::: Records for this exercise

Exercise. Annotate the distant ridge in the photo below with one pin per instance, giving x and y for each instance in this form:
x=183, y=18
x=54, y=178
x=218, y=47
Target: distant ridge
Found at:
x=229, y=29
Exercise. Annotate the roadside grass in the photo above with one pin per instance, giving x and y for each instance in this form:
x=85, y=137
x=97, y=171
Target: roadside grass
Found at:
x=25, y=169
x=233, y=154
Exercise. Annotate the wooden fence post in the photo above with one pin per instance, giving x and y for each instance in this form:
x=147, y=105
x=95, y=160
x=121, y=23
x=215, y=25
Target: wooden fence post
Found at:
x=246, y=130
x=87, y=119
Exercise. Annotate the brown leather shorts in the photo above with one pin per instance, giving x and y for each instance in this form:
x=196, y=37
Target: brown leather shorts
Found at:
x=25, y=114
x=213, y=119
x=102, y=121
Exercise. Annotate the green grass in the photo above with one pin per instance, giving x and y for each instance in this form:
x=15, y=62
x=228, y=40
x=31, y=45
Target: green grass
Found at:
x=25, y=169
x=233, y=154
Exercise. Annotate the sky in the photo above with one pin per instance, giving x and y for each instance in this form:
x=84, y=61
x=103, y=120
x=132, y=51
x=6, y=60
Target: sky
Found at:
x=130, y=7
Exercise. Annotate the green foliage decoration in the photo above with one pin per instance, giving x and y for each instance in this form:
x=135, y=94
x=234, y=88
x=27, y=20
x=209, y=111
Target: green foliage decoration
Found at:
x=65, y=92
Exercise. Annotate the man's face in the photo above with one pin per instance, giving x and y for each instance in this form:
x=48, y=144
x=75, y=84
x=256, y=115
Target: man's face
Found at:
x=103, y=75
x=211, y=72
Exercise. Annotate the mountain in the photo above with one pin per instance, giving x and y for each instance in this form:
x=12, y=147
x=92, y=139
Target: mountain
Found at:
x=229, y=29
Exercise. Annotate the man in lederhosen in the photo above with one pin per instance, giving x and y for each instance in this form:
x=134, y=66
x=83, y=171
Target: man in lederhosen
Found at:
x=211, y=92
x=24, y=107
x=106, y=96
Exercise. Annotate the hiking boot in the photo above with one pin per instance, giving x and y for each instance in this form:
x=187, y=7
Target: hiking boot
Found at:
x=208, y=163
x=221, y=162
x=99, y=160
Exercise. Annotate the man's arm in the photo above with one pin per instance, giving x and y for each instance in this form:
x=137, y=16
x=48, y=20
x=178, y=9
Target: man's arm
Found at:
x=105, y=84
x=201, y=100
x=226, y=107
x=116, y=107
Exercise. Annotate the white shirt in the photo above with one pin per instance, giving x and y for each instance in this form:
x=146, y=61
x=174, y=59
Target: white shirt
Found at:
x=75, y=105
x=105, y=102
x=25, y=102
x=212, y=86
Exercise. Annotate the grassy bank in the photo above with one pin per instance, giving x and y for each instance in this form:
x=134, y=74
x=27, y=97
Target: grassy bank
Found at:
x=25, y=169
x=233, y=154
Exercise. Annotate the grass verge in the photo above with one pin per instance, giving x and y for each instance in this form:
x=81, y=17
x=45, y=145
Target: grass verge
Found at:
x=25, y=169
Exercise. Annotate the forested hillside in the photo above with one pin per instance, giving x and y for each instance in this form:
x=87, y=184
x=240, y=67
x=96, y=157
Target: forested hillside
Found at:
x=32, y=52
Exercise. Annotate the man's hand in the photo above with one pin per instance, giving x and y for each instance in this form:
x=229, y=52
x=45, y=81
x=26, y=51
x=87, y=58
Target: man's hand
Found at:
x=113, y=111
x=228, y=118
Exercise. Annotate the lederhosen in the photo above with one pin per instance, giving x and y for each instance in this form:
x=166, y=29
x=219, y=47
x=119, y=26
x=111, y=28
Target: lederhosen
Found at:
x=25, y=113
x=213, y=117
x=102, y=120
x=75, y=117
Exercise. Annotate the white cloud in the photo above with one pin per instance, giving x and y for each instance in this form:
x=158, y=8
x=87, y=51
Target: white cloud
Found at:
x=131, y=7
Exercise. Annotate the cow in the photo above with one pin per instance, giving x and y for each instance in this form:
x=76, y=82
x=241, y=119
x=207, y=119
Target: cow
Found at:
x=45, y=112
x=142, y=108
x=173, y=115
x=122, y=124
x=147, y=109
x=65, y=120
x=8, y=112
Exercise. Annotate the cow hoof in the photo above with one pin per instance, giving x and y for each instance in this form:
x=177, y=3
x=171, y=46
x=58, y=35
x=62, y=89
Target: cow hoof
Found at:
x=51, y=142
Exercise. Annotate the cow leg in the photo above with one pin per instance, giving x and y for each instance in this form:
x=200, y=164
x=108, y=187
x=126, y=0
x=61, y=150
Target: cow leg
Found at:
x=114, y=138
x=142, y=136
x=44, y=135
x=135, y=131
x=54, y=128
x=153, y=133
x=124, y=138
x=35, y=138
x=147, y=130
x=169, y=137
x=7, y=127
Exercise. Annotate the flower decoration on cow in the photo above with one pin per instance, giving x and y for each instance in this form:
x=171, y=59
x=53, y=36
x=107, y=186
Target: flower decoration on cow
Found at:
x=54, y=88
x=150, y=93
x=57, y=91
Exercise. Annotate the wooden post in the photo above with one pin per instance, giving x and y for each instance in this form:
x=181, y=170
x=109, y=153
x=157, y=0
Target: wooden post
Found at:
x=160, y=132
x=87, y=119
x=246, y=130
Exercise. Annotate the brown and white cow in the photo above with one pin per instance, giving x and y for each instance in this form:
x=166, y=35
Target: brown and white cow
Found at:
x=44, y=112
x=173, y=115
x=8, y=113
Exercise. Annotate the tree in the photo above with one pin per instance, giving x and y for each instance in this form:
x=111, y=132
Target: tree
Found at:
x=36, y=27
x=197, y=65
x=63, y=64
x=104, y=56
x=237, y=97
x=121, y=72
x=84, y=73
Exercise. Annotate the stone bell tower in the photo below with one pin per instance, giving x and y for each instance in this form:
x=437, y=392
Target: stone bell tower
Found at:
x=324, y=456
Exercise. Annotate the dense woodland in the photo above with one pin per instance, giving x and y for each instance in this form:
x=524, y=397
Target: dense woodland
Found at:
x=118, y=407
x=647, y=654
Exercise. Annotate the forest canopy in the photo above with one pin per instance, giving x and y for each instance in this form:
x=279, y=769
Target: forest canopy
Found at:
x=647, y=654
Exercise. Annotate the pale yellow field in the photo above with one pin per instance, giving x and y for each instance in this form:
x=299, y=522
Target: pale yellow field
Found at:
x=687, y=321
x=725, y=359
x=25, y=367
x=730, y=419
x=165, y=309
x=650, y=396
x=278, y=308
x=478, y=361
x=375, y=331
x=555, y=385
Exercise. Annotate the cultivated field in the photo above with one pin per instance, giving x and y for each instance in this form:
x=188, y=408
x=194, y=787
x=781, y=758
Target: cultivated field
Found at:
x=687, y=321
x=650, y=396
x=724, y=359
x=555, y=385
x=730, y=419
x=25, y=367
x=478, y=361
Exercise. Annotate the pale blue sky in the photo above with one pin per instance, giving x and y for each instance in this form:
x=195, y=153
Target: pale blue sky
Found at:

::::::

- **How to complete this task**
Begin at the line that has "x=229, y=52" in the entries above; stop after the line that has "Target: lederhosen". Transcribe exactly those lines and no others.

- **Task response**
x=229, y=52
x=45, y=81
x=26, y=51
x=87, y=58
Target: man's hand
Found at:
x=113, y=111
x=228, y=118
Exercise. Annotate the lederhosen in the photo above with one pin per instance, giving x and y for each instance in this form:
x=166, y=29
x=219, y=47
x=119, y=26
x=111, y=28
Target: lederhosen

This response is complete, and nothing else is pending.